→ **Passage**:
▶

In person events include tours of two community composting facilities:

  • June 14: Earth Matter NY’s Compost Learning Center and the Zero Waste Island Initiative on Governors Island in New York Harbor. Earth Matter receives 15,000 lbs+/week of NYC residential food scraps that are dropped off at GrowNYC farmers’ markets, along with Governors Island organics, generated by island visitors and vendors. It blends these organics with the Island’s horticultural materials such as leaves, twigs, and weeds. Compost is used on the island.
  • June 17: Lower East Side (LES) Ecology Center Compost Site Tour in Manhattan. The NYC Compost Project hosted by the LES Ecology Center operates a one-acre facility at the East River Park Compost Yard. The site is located within the 57-acre East River Park (as the name implies, the park is adjacent to the East River on the Lower East Side of Manhattan). In 1998, the Ecology Center moved its composting operation from a community garden space on the Lower East Side and made a home in East River Park. As one of Manhattan’s largest composting facilities, the site takes in nearly one million pounds of organic waste annually with materials coming from local food scrap drop-off sites, wood shops, and chipped park waste.

The other in-person events involve food rescue and recovery. On June 14, Rescuing Leftover Cuisine in partnership with DonateNYC will be doing a food rescue at a bakery on the upper East Side of Manhattan and delivering an estimated 115 lbs of baked goods to a church food pantry. June 15 is volunteer day at the City Harvest Mobile Markets; City Harvest delivers fresh fruits and vegetables, free of charge, to thousands of New Yorkers each month. Community members gather in farmers’ market settings, where they receive fresh produce and non-perishable items.

Conference On Compostable Products,
June 17, June 22 & July 15

The USCC organized the virtual Composters’ Conference on Compostable Products to educate compost manufacturers about the pros and cons of accepting or rejecting compostable products in their feedstocks. The event, which includes two deep-dive workshops and a closing summit, also is designed to educate other stakeholders in the Compostable Product Supply Chain about the issues compost manufacturers face in accepting compostable products and how they manage them.

Workshop 1 on June 17 (2:00-4:30 PM EDT),”What Does It Mean To Be Compostable?”, discusses the basics for certification, the history of compostables, and the current state of the industry. Speakers include Rhodes Yepsen, BPI; Dr. Ramani Narayan, Michigan State University; Norma McDonald, OWS; and Leslie Rogers, Atlas Organics. They will provide societal, historic, scientific, and compost operator perspectives.

Workshop 2: Reducing Contamination is on June 24 from 2:00-4:30 PM EDT. USCC is billing this session as “education by composters for composters” with a focus on managing compostables and avoiding contamination before it gets into the compost. Speakers have experience working with haulers, collectors and diverters, field testing, and preprocessing materials at compost manufacturing facilities. They include Wayne Koeckeritz, EcoProducts; Erin Skelly, Shakopee Mdewakanton Sioux Community Organics Recycling Facility; Alex Thomas, Compost Manufacturing Alliance; and Emily McGill, BSIbio.

◀

→ **Dataset rows**:
▶

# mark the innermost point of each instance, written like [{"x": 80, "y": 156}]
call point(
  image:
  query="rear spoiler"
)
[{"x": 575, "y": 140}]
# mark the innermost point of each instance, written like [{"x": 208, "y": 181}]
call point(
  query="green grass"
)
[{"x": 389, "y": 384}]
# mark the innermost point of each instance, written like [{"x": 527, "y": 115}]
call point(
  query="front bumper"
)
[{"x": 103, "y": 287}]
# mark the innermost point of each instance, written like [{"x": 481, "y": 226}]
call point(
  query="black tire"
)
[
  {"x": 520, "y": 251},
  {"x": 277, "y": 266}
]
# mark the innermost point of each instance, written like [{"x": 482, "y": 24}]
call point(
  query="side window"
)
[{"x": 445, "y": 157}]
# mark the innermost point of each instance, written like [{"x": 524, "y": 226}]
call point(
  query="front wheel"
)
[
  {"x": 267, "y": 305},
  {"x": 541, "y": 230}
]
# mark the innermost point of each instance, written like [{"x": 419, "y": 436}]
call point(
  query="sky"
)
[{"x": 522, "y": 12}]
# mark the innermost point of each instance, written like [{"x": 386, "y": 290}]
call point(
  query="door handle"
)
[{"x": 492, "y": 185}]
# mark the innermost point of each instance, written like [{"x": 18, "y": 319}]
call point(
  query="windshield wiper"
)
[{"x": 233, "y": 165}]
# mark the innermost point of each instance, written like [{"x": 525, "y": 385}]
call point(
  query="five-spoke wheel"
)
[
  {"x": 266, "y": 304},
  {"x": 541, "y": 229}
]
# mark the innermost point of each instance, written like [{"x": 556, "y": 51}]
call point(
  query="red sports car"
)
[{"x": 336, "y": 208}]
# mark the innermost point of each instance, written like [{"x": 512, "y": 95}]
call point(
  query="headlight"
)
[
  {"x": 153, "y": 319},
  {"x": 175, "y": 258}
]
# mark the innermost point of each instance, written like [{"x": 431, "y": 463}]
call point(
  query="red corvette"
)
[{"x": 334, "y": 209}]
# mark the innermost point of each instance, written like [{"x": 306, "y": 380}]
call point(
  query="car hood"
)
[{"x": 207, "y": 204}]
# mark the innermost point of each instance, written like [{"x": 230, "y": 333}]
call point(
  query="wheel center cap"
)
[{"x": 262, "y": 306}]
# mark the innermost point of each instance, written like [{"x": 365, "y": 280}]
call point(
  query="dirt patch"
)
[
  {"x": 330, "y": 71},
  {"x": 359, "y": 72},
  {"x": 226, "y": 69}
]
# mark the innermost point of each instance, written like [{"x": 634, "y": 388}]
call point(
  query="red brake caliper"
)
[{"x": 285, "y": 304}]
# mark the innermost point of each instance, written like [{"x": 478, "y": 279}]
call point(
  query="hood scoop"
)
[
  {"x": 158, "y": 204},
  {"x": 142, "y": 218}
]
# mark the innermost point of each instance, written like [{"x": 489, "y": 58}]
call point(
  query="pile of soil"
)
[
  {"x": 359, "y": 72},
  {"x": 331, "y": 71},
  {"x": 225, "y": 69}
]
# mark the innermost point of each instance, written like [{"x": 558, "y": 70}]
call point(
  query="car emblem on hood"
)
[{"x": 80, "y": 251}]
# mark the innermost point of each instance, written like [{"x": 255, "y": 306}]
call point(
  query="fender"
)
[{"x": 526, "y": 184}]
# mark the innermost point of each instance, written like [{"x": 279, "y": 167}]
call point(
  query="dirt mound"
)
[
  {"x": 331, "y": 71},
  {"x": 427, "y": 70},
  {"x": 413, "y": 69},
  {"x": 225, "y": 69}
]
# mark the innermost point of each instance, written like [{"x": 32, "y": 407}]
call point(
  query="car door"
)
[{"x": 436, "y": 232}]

◀

→ **Actions to take**:
1. According to the events passage, in what year did the Ecology Center move its composting operation into East River Park?
2. Report each line of the entries that contains the word "front".

→ **Results in order**:
1. 1998

2.
  query="front bumper"
  query="front wheel"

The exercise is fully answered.